# SET PROBLEM
Recast the lines of the entries below as a numbered list, omitting any blank lines.

[Object position labeling entries]
- - -

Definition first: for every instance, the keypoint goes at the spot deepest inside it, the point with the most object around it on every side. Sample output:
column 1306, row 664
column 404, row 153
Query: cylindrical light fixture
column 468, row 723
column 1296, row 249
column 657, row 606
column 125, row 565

- - -

# EXERCISE RESULT
1. Definition first: for every instance, the keypoint goes at the spot deepest inside it, the point with the most object around it on every side. Sample output:
2. column 1306, row 664
3. column 404, row 153
4. Query: cylindrical light fixture
5. column 468, row 723
6. column 1296, row 249
7. column 657, row 606
8. column 125, row 565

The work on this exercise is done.